→ **Collection entries**
|---|

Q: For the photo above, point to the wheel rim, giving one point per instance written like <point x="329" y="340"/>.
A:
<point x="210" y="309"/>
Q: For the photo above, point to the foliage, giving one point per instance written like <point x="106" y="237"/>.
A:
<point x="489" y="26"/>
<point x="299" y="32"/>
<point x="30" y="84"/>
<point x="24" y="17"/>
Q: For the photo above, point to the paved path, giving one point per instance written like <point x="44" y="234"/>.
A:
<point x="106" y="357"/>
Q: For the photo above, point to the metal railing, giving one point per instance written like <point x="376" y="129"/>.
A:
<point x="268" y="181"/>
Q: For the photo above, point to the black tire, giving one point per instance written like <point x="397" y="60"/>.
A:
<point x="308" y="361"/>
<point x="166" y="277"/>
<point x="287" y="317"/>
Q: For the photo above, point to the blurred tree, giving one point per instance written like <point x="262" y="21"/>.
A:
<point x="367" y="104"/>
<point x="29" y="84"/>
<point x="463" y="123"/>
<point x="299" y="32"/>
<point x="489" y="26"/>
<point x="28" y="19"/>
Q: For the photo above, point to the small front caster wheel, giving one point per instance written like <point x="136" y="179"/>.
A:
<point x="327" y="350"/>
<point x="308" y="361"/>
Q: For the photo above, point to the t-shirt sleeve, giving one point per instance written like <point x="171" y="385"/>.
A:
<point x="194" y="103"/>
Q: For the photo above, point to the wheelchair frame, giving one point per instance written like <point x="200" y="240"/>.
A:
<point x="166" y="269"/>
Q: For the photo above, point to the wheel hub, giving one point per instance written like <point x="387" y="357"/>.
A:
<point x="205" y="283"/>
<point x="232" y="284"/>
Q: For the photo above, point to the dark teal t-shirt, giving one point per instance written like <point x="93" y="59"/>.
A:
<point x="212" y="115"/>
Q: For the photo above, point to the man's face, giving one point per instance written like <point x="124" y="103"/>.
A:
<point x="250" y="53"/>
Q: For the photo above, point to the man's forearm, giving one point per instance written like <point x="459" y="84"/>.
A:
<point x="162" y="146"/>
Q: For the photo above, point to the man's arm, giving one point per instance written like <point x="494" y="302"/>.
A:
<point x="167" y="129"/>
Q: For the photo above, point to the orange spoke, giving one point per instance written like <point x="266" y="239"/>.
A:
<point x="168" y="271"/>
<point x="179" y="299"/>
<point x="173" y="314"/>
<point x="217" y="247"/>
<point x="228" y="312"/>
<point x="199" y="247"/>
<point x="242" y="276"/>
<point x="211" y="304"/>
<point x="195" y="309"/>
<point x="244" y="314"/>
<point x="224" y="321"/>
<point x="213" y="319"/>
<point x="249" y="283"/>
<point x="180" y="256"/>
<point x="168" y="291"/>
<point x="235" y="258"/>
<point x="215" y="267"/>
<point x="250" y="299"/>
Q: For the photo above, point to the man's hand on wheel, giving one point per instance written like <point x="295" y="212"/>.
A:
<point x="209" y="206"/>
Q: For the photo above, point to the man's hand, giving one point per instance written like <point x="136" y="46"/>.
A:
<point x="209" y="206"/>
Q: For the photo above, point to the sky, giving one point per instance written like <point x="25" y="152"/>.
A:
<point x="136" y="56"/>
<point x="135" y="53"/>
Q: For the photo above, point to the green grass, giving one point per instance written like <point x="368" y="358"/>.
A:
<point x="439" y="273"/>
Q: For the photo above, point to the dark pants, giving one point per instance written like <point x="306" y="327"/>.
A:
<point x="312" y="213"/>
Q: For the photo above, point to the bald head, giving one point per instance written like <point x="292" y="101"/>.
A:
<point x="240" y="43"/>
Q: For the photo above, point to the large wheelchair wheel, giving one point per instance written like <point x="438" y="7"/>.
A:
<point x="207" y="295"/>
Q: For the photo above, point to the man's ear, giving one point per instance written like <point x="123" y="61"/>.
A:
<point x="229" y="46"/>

|---|

Copy out the full listing exactly.

→ **Right answer**
Q: For the photo above, point to the wheel rim, giving one point per instance written like <point x="329" y="340"/>.
A:
<point x="210" y="309"/>
Q: For the photo above, point to the foliage, giving one point per instance written like <point x="106" y="237"/>.
A:
<point x="489" y="26"/>
<point x="299" y="32"/>
<point x="30" y="84"/>
<point x="24" y="17"/>
Q: For the photo above, point to the paved path, giving one point per instance written like <point x="44" y="234"/>.
A:
<point x="106" y="357"/>
Q: For the photo above, point to the metal railing, giving one point per instance written like <point x="376" y="129"/>.
A:
<point x="268" y="181"/>
Q: For the photo above, point to the black tire, giving one point per instance written like <point x="397" y="60"/>.
A:
<point x="308" y="361"/>
<point x="166" y="277"/>
<point x="287" y="317"/>
Q: For the photo above, point to the blurred tree, giving one point per instance written like <point x="262" y="21"/>.
A:
<point x="367" y="104"/>
<point x="29" y="84"/>
<point x="463" y="123"/>
<point x="299" y="32"/>
<point x="489" y="26"/>
<point x="28" y="19"/>
Q: For the photo above, point to the small front caster wheel, giving one point per instance written like <point x="136" y="179"/>.
A:
<point x="327" y="350"/>
<point x="308" y="361"/>
Q: For the photo above, point to the t-shirt sleeve, giving one point per instance written like <point x="171" y="385"/>.
A:
<point x="194" y="103"/>
Q: For the photo above, point to the wheelchair frame, giving one point per instance written like <point x="200" y="240"/>.
A:
<point x="166" y="269"/>
Q: For the photo above, point to the wheel hub, giving one point per instance written like <point x="387" y="357"/>.
A:
<point x="205" y="283"/>
<point x="232" y="284"/>
Q: For the photo above, point to the dark teal t-shirt, giving one point per instance written like <point x="93" y="59"/>.
A:
<point x="212" y="115"/>
Q: For the photo above, point to the man's face, giving one point per instance written like <point x="124" y="103"/>.
A:
<point x="250" y="53"/>
Q: For the photo above, point to the man's forearm, giving one point per instance written like <point x="459" y="84"/>.
A:
<point x="162" y="146"/>
Q: For the photo above, point to the man's arm, giving one point per instance written like <point x="494" y="302"/>.
A:
<point x="167" y="129"/>
Q: For the photo above, point to the orange spoke, giving one point per instance written like <point x="266" y="239"/>.
A:
<point x="168" y="271"/>
<point x="179" y="299"/>
<point x="173" y="314"/>
<point x="217" y="247"/>
<point x="228" y="312"/>
<point x="199" y="247"/>
<point x="242" y="276"/>
<point x="211" y="304"/>
<point x="195" y="309"/>
<point x="244" y="314"/>
<point x="224" y="321"/>
<point x="213" y="319"/>
<point x="249" y="283"/>
<point x="180" y="256"/>
<point x="168" y="291"/>
<point x="235" y="258"/>
<point x="215" y="267"/>
<point x="250" y="299"/>
Q: For the photo above, point to the man's hand on wheel, giving one point per instance written like <point x="295" y="212"/>.
A:
<point x="209" y="206"/>
Q: For the photo above, point to the man's hand, giving one point per instance written like <point x="136" y="46"/>.
A:
<point x="209" y="206"/>
Q: For the photo above, point to the sky, giving one point per instance written like <point x="25" y="152"/>.
A:
<point x="136" y="56"/>
<point x="135" y="53"/>
Q: For the photo above, point to the green grass, giving one point per instance written like <point x="368" y="358"/>.
A:
<point x="439" y="273"/>
Q: For the photo above, point to the dark pants, giving one point per instance written like <point x="306" y="327"/>.
A:
<point x="312" y="213"/>
Q: For the photo above, point to the bald head, giving one point per instance written like <point x="292" y="101"/>.
A:
<point x="240" y="43"/>
Q: For the photo above, point to the large wheelchair wheel, giving one point per instance written like <point x="438" y="7"/>.
A:
<point x="207" y="295"/>
Q: For the photo above, point to the man's ear, giving one point per instance written like <point x="123" y="61"/>.
A:
<point x="229" y="46"/>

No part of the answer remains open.